◆ **Aim of the task**
Your task is to write out the complete listing exactly as it is shown.

◆ **Records shown**
####################
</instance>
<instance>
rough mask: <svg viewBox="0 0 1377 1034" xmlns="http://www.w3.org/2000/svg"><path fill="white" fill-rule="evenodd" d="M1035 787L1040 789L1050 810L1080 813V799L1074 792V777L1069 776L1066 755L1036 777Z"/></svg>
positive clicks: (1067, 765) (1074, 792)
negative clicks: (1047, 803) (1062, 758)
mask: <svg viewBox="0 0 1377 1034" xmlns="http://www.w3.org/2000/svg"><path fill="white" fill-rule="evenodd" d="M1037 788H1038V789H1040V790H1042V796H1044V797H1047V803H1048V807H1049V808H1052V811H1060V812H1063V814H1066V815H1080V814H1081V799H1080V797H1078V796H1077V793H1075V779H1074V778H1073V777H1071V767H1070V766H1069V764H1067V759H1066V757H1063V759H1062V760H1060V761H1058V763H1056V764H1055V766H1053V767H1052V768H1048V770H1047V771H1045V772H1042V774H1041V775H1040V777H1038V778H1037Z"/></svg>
####################
◆ **Result of this exercise**
</instance>
<instance>
rough mask: <svg viewBox="0 0 1377 1034" xmlns="http://www.w3.org/2000/svg"><path fill="white" fill-rule="evenodd" d="M1035 787L1040 789L1050 810L1080 813V799L1074 792V777L1069 776L1066 755L1036 777Z"/></svg>
positive clicks: (1067, 765) (1074, 792)
negative clicks: (1047, 803) (1062, 758)
mask: <svg viewBox="0 0 1377 1034" xmlns="http://www.w3.org/2000/svg"><path fill="white" fill-rule="evenodd" d="M1037 788H1038V789H1040V790H1042V796H1044V797H1047V803H1048V807H1049V808H1052V811H1060V812H1063V814H1066V815H1080V814H1081V799H1080V797H1078V796H1077V793H1075V779H1074V778H1073V777H1071V767H1070V766H1069V764H1067V759H1066V757H1063V759H1062V760H1060V761H1058V763H1056V764H1055V766H1053V767H1052V768H1048V770H1047V771H1045V772H1042V774H1041V775H1040V777H1038V778H1037Z"/></svg>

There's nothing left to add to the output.